What is asked
Return unchanged the stretch of items below from the line that contains "Each instance of the muddy" through the line that contains "x=402 y=440", including both of those lines.

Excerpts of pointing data
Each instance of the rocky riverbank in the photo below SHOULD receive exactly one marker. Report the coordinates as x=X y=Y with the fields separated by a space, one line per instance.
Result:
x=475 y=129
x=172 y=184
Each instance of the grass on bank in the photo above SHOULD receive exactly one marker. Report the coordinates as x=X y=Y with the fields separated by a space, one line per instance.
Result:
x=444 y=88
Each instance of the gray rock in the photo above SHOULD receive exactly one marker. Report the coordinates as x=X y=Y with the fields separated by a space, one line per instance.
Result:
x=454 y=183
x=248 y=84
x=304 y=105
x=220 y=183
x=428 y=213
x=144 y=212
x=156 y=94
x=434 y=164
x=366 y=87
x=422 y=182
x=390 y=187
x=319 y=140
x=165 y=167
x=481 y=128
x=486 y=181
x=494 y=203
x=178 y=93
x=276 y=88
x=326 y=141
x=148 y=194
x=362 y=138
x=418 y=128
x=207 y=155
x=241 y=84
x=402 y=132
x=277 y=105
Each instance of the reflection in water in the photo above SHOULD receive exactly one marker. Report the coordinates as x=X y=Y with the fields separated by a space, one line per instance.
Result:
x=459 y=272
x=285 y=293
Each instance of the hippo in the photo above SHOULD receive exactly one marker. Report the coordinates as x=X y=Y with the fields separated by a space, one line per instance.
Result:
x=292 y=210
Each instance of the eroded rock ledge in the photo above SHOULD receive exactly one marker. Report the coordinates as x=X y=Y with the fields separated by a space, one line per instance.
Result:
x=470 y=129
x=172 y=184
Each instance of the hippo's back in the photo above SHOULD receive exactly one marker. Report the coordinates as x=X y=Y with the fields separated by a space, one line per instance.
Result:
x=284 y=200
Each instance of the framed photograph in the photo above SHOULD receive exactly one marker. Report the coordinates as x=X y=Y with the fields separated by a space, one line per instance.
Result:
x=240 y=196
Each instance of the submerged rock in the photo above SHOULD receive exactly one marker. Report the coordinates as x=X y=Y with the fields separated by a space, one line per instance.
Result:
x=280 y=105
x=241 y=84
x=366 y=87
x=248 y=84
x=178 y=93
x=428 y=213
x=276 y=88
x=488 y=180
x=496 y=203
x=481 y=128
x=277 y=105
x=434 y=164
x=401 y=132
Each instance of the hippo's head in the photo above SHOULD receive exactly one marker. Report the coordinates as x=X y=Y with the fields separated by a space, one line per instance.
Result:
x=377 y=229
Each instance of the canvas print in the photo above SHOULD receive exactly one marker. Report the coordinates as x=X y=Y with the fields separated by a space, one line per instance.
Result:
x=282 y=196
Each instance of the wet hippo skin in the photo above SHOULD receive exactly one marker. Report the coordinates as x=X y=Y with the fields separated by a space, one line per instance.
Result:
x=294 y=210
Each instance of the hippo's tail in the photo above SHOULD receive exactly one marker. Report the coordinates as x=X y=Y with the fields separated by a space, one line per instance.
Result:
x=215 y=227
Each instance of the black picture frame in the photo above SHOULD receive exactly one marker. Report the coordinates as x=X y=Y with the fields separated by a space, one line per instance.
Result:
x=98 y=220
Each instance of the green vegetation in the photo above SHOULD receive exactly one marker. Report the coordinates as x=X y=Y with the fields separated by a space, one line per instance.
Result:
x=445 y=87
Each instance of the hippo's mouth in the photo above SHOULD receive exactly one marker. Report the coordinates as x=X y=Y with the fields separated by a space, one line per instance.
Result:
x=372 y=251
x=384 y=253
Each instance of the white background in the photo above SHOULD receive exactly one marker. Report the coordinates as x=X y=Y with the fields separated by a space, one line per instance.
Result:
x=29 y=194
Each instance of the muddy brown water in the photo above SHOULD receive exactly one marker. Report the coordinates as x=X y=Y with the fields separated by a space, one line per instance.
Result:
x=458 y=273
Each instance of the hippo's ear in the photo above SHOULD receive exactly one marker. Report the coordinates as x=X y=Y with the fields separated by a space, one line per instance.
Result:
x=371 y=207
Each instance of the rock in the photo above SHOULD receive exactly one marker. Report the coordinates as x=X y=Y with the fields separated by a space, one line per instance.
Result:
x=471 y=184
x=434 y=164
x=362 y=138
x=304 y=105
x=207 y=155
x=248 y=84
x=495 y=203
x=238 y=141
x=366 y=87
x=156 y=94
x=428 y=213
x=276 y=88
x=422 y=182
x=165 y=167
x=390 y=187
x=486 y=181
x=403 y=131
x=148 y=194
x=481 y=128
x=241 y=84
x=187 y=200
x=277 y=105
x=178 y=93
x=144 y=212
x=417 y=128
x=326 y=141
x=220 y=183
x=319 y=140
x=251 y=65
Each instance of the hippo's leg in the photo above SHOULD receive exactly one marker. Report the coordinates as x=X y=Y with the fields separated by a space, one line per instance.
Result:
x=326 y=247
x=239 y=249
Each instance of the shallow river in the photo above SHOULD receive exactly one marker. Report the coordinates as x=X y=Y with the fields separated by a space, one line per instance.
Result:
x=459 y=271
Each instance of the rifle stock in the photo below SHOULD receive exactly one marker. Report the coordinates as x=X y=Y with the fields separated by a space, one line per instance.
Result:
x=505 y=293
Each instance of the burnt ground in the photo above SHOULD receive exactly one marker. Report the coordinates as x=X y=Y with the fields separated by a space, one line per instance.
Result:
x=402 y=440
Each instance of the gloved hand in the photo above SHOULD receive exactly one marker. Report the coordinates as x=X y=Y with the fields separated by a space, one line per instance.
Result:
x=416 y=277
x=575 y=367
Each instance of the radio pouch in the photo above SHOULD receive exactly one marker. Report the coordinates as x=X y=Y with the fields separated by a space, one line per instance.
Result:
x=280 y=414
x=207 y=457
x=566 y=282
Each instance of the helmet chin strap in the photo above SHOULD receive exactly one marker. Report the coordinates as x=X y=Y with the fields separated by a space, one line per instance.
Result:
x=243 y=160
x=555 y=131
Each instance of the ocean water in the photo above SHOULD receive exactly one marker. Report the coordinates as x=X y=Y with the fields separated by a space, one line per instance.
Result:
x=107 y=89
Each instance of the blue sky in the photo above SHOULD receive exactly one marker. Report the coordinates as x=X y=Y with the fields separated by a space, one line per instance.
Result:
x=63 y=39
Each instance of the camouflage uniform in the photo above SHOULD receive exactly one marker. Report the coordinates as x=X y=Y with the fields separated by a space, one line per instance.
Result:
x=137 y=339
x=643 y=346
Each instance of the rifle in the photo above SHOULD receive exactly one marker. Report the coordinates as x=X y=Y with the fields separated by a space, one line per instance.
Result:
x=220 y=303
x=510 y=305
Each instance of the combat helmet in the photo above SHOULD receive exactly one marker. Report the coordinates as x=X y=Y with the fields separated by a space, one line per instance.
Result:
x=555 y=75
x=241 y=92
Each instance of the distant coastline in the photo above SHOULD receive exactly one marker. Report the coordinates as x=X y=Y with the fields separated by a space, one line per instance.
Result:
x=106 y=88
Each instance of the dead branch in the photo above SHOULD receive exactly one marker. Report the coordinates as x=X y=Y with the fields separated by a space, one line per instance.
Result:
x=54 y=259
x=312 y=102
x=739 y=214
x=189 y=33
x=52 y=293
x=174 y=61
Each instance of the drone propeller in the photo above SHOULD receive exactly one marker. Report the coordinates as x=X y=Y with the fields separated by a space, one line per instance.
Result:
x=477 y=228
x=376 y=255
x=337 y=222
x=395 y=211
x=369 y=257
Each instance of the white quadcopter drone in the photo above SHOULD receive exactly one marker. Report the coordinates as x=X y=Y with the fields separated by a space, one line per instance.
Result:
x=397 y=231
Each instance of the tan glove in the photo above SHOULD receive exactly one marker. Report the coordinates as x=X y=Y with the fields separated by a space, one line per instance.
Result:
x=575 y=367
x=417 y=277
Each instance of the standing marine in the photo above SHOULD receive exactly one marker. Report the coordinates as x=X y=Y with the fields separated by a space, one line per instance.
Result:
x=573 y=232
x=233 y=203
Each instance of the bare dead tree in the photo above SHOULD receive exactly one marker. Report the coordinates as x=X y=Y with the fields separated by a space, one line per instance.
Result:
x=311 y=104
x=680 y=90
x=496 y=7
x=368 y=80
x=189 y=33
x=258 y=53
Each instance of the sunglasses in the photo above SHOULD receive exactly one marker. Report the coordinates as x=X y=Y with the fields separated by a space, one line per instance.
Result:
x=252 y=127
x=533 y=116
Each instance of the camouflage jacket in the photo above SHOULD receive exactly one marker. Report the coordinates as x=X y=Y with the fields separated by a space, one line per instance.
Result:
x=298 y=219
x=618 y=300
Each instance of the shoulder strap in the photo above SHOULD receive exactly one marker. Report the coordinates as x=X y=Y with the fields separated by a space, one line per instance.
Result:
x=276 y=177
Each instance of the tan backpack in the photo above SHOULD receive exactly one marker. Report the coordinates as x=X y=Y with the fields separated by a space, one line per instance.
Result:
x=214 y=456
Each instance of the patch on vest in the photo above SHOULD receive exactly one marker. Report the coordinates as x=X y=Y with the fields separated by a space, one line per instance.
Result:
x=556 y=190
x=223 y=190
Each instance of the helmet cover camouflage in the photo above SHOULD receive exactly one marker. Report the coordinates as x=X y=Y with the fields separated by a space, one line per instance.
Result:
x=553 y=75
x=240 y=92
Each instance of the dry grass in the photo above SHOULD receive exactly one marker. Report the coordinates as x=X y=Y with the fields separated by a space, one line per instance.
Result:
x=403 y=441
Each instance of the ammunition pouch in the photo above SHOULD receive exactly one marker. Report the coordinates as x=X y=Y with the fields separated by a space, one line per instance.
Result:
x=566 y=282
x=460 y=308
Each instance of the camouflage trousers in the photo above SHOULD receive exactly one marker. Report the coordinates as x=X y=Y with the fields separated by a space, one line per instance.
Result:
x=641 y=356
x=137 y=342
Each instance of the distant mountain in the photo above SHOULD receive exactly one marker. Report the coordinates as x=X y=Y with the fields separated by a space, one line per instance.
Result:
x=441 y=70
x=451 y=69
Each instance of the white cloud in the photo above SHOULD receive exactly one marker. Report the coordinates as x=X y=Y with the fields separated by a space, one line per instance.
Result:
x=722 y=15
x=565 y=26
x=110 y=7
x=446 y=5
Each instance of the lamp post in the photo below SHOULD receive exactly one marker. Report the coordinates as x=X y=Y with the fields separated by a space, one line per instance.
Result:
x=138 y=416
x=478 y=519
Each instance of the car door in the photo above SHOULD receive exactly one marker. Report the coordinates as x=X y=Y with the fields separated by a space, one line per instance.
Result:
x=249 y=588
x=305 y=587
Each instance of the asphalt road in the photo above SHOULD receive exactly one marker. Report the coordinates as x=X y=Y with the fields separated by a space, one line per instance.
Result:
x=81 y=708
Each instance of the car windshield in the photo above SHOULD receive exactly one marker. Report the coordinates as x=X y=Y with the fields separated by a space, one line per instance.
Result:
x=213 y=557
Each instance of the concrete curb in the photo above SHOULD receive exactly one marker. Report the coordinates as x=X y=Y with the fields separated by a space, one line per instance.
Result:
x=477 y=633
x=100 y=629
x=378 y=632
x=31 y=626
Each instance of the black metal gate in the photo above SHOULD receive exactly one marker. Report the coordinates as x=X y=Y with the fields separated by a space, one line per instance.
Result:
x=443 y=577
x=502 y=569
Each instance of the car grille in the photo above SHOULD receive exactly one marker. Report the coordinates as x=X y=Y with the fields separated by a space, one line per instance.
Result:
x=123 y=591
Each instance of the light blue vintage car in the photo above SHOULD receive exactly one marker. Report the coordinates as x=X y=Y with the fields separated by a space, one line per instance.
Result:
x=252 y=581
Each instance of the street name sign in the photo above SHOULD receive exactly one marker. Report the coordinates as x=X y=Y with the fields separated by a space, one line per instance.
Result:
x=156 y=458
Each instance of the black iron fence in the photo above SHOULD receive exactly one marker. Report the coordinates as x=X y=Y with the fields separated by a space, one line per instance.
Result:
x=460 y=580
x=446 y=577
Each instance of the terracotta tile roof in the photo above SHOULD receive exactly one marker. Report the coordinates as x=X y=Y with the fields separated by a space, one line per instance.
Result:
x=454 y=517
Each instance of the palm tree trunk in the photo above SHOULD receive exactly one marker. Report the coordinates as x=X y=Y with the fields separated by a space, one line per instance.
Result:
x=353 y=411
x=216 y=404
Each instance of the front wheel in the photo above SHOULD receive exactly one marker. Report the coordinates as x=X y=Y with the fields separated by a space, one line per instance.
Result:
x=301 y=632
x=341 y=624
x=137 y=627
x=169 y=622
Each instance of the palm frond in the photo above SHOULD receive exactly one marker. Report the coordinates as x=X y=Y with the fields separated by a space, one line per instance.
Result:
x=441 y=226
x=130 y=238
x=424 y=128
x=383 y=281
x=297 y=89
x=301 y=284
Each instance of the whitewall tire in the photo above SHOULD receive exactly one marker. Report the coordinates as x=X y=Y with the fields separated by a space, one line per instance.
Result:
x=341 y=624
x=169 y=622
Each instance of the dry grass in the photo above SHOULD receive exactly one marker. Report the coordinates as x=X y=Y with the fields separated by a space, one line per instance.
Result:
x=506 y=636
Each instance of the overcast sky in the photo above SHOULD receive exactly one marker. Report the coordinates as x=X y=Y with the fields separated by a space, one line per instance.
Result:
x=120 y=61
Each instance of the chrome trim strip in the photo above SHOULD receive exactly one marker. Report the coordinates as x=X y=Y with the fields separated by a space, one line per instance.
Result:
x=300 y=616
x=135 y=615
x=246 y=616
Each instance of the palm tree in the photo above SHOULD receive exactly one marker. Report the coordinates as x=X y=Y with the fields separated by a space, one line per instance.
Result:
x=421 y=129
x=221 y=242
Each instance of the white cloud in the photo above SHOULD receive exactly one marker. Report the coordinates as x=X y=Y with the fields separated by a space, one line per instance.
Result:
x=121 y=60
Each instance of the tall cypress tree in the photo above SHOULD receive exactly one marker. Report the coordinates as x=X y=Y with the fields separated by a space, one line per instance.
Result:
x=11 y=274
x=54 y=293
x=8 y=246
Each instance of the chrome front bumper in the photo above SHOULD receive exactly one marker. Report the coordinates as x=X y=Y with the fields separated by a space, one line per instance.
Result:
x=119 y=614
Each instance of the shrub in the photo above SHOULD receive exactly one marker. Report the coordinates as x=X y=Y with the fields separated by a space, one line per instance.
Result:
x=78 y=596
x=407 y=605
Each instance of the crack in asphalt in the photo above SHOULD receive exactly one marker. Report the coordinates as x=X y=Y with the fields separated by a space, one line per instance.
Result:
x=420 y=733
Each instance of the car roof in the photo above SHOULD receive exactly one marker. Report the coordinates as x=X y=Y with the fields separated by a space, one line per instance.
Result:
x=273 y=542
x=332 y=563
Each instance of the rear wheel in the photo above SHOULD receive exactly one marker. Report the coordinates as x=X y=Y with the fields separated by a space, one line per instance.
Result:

Result for this task
Each instance of the muddy brown water in the photo above SHOULD receive exactly one marker. Report the coordinates as x=X y=Y with the fields separated by a space, one line per instance.
Result:
x=458 y=273
Each instance of the hippo's ear in the photo above SHOULD receive exactly one marker. Report the coordinates as x=X y=Y with the fields separated by a space, one line per instance.
Result:
x=371 y=207
Each instance of the rock in the photo above SHOULD receive exactly one marker. Report the coordinates as x=X y=Y with the fields separated by a space, one line per instance.
Result:
x=471 y=184
x=434 y=164
x=362 y=138
x=304 y=105
x=207 y=155
x=248 y=84
x=495 y=203
x=238 y=141
x=366 y=87
x=156 y=94
x=428 y=213
x=276 y=88
x=422 y=182
x=165 y=167
x=390 y=187
x=486 y=181
x=403 y=131
x=148 y=194
x=481 y=128
x=241 y=84
x=187 y=200
x=277 y=105
x=178 y=93
x=144 y=212
x=417 y=128
x=326 y=141
x=220 y=183
x=319 y=140
x=251 y=65
Each instance of the hippo's leg in the photo above SHOULD receive exactly one marker. Report the coordinates as x=X y=Y with the fields separated by a space, one line per instance.
Result:
x=326 y=247
x=239 y=249
Each instance of the shallow river in the photo above SHOULD receive exactly one marker. Report the coordinates as x=X y=Y with the fields separated by a space, one line per instance.
Result:
x=459 y=271
Each instance of the rifle stock in the photo below SHOULD receive exactly one marker. Report the coordinates as x=X y=Y with the fields separated by a space, one line per instance.
Result:
x=505 y=293
Each instance of the burnt ground in the photo above SHOULD receive exactly one marker. Report the coordinates as x=X y=Y with the fields separated by a space, one line per instance.
Result:
x=402 y=440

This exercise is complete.